Task goal: Transcribe the records that follow, preserving every word.

Dataset rows:
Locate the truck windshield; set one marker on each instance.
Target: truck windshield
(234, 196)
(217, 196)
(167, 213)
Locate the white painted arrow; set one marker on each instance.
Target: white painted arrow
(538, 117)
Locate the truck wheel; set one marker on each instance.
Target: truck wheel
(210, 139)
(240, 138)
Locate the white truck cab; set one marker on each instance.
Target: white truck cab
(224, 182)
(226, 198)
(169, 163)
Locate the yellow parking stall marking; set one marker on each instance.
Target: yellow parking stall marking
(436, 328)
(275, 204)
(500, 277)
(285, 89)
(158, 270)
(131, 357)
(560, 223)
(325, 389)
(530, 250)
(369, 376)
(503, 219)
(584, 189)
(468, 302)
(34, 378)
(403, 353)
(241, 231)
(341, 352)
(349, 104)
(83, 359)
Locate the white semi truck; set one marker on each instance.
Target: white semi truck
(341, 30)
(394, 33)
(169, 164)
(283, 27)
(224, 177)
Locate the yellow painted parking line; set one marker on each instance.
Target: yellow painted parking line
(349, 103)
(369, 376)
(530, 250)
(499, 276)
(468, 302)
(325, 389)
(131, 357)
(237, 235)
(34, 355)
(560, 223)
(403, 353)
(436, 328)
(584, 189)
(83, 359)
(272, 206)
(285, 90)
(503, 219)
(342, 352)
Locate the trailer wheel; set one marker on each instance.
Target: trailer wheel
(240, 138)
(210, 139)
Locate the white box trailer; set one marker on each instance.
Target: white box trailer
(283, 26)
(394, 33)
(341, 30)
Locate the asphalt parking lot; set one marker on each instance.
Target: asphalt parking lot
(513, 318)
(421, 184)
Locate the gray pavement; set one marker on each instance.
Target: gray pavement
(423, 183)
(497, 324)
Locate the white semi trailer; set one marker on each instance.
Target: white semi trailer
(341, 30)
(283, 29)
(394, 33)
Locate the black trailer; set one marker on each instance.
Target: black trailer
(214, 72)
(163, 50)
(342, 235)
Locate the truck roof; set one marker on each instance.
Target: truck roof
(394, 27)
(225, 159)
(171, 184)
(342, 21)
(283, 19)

Completed task:
Locate the truck windshield; set one marker on each instance.
Target: truck windshield
(234, 196)
(217, 196)
(167, 213)
Locate the white painted arrow; set one marker on each instance.
Target: white painted arrow
(538, 117)
Locate the truck wheel; set one marker on each instance.
Target: truck wheel
(210, 139)
(240, 138)
Locate the white truck cab; set one marker on each instance.
Target: white truck cab
(224, 182)
(226, 198)
(169, 163)
Locate the yellow parking stall marking; set one marker on each instance.
Target: yellow parking stall marking
(436, 328)
(275, 204)
(500, 277)
(285, 89)
(158, 270)
(131, 357)
(560, 223)
(325, 389)
(530, 250)
(369, 376)
(503, 219)
(584, 189)
(468, 302)
(34, 378)
(403, 353)
(241, 231)
(341, 352)
(349, 104)
(83, 359)
Locate the white semi truck; set one marker on each instance.
Target: white semi truck
(341, 30)
(394, 33)
(169, 164)
(283, 27)
(224, 177)
Locate the yellow painted parking line; set one marker on each instance.
Target: yellow painted parking line
(349, 103)
(369, 376)
(530, 250)
(499, 276)
(468, 302)
(325, 389)
(131, 357)
(237, 235)
(34, 355)
(560, 223)
(403, 353)
(436, 328)
(584, 189)
(83, 359)
(272, 206)
(285, 90)
(503, 219)
(342, 352)
Locate the trailer wheel; set one marker on each instance.
Target: trailer wheel
(240, 138)
(210, 139)
Locate the white box trailer; set one marker on each instance.
Target: white box trailer
(283, 26)
(394, 33)
(341, 30)
Locate the asphalt parking lot; set one marker on each instance.
Target: asphalt parking lot
(513, 318)
(421, 184)
Locate the gray pavement; set one marker on each instance.
Target: gray pavement
(423, 183)
(497, 324)
Locate the white semi trailer; set one marker on each instance.
Target: white semi trailer
(341, 30)
(283, 29)
(394, 33)
Locate the black trailer; set one marker on each instance.
Target: black trailer
(214, 72)
(163, 50)
(342, 235)
Locate the truck roof; set one marker on each instance.
Target: truck roof
(394, 27)
(225, 159)
(171, 184)
(342, 21)
(283, 19)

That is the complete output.